__Extrait de page__:
-*-*-

C’est comme ça que ça s’est passé pendant son premier mandat et c’est ainsi que ça va se passer une fois de plus. Nous voici engagés dans un nouveau tour de manège dans l’univers de Donald Trump!
Il y a deux choses importantes à retenir à ce stade-ci. D'abord, nous n’avons pas le choix de prendre au sérieux les menaces du président désigné. Ensuite, il faut aussi comprendre que tout est tactique de négociations.
En faisant sa déclaration lundi soir, Donald Trump a lancé, dans les faits, un vaste chantier de négociations auquel le Canada, peu importe qui sera au pouvoir, devra participer, aux conditions du nouveau locataire de la Maison-Blanche.
Comme lors du premier mandat de Donald Trump, nous n’avons pas le gros bout du bâton. Nous devrons manœuvrer, jouer de l’esquive, prévenir les coups, être agiles et nous adapter continuellement à toutes les situations. Que ce soit Justin Trudeau ou Pierre Poilievre à la tête du gouvernement, nous sommes condamnés à composer avec un mammouth qui s’amuse avec nous comme un chat avec une souris.

-*-*-

__Consignes de travail__:
1. D'après l'extrait, à quel moment Donald Trump a-t-il fait sa déclaration ?
2. Reproduisez à l'identique le passage de l'extrait qui commence à « Il y a deux » et se termine à « tactique de négociations. ».
Le matériel qui suit n'a aucun rapport avec l'extrait.

__Données fournies__:

-*-*-

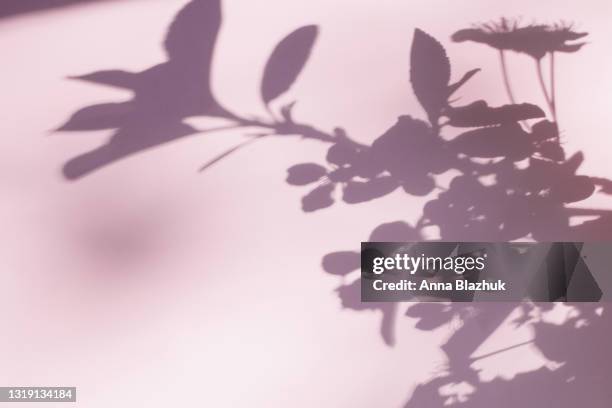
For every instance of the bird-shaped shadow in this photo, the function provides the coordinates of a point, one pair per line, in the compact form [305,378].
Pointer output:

-*-*-

__Réponses complètes__:
1. Lundi soir.

2.
Il y a deux choses importantes à retenir à ce stade-ci. D'abord, nous n’avons pas le choix de prendre au sérieux les menaces du président désigné. Ensuite, il faut aussi comprendre que tout est tactique de négociations.